* WHAT YOU ARE ASKED TO DO *
Put the material, from the line containing "Field-scouting task: mark every instance of the green pumpkin" through the end of the material, both included, into a Markdown table with the columns Row and Text. Number each line in Row and leave out blank lines.

* SUPPLIED RECORDS *
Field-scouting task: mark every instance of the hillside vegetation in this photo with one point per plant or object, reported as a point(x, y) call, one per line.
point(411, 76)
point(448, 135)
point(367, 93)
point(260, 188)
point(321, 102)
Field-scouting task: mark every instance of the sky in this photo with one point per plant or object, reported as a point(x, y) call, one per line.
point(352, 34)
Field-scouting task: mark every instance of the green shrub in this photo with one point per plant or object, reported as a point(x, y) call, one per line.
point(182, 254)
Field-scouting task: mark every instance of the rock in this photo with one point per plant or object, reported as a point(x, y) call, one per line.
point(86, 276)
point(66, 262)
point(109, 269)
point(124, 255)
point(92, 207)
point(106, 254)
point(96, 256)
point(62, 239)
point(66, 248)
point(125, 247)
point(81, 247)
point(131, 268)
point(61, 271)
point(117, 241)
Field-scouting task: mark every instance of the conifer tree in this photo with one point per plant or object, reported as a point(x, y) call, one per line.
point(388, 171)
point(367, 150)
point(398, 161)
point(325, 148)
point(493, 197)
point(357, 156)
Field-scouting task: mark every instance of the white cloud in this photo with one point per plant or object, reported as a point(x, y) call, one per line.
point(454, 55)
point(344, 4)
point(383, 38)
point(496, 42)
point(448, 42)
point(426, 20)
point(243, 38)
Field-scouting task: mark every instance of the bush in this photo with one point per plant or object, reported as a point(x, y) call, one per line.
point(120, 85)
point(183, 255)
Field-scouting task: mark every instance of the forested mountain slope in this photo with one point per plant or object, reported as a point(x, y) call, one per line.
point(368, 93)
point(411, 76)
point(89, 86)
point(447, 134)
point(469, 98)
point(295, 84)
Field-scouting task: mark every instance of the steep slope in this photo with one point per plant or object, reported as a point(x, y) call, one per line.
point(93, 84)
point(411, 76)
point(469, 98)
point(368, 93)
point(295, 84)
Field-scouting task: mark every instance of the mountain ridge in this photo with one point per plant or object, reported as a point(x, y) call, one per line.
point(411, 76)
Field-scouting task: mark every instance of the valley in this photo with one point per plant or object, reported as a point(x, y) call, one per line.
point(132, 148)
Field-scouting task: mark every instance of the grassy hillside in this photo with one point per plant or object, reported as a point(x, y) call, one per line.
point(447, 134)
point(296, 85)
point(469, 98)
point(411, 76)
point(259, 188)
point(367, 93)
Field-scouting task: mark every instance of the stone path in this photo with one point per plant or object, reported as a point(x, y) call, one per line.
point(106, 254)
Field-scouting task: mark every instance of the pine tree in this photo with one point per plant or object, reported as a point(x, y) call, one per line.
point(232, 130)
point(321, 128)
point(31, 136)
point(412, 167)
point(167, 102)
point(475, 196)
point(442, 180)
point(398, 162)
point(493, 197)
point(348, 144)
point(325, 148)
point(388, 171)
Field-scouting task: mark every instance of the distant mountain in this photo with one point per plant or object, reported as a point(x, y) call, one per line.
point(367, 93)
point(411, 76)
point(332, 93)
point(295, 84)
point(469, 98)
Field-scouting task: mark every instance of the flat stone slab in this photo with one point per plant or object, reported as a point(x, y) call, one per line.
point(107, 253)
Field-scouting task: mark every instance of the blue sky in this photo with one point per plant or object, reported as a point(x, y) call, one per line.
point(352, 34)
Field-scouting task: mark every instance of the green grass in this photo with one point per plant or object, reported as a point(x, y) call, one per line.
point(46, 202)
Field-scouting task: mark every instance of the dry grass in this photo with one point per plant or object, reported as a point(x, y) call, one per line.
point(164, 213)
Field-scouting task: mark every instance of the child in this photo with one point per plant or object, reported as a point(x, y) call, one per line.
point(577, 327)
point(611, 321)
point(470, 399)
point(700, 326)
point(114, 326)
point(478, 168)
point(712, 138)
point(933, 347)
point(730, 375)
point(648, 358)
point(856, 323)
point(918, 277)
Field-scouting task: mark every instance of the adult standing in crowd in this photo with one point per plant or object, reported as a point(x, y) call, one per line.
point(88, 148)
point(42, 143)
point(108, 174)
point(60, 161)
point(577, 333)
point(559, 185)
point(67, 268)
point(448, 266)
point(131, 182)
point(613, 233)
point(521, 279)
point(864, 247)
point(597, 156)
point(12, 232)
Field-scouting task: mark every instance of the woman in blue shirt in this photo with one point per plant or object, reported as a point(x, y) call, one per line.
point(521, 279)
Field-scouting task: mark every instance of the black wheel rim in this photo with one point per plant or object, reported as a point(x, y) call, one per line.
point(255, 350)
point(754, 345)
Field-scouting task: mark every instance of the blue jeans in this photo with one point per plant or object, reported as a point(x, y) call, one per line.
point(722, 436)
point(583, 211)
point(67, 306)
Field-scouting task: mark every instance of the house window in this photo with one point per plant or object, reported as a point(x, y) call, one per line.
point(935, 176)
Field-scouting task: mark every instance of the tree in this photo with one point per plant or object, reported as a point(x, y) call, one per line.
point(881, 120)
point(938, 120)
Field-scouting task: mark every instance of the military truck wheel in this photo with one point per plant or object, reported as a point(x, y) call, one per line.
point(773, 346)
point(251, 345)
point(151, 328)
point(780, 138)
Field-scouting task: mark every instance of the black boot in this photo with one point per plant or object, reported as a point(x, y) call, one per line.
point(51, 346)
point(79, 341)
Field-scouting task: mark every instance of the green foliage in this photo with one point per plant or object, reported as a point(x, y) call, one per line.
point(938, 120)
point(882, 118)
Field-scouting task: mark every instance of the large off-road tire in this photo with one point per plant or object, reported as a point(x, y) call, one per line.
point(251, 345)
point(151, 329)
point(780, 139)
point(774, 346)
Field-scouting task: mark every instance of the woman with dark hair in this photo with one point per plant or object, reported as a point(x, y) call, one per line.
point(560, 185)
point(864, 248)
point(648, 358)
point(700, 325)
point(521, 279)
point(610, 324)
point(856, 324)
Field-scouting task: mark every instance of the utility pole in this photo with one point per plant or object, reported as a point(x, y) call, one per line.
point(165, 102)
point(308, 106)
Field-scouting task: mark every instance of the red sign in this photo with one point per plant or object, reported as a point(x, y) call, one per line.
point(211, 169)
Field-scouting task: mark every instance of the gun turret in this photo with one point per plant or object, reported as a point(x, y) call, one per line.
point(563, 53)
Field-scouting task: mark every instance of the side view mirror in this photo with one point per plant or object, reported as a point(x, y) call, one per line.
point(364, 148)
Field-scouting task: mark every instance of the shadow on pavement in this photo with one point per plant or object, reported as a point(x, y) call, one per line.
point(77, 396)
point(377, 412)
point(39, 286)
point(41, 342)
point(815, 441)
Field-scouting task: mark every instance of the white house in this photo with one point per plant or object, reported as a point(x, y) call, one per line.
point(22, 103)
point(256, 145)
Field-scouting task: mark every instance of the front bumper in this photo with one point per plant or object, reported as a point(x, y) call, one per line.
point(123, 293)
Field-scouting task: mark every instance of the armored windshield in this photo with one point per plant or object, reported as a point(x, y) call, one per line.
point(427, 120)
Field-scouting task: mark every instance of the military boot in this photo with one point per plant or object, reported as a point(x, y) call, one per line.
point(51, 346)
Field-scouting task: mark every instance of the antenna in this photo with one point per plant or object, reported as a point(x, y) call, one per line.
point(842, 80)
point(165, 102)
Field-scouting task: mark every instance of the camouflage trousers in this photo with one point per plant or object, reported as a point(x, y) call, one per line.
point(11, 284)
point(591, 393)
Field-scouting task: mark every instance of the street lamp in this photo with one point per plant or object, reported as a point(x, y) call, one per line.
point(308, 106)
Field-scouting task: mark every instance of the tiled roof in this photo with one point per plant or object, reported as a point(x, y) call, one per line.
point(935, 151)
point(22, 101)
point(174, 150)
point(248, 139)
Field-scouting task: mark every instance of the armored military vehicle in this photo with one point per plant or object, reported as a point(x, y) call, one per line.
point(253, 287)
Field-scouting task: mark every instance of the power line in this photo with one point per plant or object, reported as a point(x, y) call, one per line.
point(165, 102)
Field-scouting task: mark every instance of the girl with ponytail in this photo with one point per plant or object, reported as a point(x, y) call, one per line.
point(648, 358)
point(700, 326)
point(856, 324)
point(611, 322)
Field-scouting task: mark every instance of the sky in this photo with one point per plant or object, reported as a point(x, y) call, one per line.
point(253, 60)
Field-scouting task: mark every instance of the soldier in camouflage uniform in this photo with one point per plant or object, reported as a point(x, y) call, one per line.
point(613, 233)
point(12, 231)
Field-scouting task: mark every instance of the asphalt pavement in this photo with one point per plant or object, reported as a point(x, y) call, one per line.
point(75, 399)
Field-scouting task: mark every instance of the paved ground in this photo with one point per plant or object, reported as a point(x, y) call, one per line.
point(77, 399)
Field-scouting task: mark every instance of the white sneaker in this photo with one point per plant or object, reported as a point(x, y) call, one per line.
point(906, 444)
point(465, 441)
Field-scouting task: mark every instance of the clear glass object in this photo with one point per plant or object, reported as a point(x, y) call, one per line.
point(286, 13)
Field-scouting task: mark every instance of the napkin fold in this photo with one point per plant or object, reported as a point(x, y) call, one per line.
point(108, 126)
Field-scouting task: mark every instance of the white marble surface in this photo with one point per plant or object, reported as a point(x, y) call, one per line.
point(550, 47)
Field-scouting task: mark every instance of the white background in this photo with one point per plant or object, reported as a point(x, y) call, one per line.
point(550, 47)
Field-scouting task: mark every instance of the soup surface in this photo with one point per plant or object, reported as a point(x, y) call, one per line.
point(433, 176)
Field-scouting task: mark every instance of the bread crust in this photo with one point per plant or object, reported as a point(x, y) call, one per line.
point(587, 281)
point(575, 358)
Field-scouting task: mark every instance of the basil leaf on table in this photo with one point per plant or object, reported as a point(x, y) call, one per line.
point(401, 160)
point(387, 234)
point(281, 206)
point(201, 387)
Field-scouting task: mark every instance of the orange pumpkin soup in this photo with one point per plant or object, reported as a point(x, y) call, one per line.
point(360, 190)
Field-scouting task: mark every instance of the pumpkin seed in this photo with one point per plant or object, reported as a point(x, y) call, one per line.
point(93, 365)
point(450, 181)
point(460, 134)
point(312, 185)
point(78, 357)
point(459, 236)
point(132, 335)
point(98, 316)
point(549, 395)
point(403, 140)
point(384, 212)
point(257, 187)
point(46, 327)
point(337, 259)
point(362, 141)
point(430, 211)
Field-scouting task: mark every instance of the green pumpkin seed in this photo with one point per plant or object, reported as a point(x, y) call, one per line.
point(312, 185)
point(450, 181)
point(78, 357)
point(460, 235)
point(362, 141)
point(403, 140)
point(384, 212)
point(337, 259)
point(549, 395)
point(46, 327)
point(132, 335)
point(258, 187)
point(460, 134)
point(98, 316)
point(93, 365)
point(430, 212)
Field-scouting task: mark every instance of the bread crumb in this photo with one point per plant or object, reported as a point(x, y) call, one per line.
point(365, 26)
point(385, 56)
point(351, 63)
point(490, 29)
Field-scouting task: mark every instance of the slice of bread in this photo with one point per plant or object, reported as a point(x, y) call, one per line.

* ANSWER BELOW *
| Row | Text |
|---|---|
| 1 | Field-scouting task: mark every instance of the green pumpkin seed in this photo with one point per plant or object, reported as a point(x, y) call, one per line. |
| 2 | point(312, 185) |
| 3 | point(450, 181) |
| 4 | point(78, 357) |
| 5 | point(460, 235) |
| 6 | point(362, 141) |
| 7 | point(403, 140) |
| 8 | point(384, 212) |
| 9 | point(337, 259) |
| 10 | point(549, 395) |
| 11 | point(46, 327) |
| 12 | point(132, 335) |
| 13 | point(258, 187) |
| 14 | point(460, 134) |
| 15 | point(98, 316) |
| 16 | point(93, 365) |
| 17 | point(430, 212) |
| 18 | Field-scouting task: mark every instance of the bread crumb in this photo with one point per plant or object, reported as a point(x, y) call, one per line. |
| 19 | point(365, 26) |
| 20 | point(385, 56) |
| 21 | point(351, 63) |
| 22 | point(490, 29) |
| 23 | Field-scouting task: mark every instance of the slice of bread in this photo with one point per plant or object, reported as a point(x, y) call, one per line. |